Short exercise: Copy out the rows below word for word, line by line.

Data to process:
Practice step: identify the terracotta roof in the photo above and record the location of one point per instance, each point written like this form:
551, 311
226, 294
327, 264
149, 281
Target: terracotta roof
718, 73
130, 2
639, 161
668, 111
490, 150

Reply to the task:
Practice step: identify the terracotta roof in the photo above and record the location of one point per instance, each point written like this form:
551, 311
226, 294
327, 264
149, 281
Target: terracotta roof
718, 73
130, 2
639, 161
668, 111
490, 150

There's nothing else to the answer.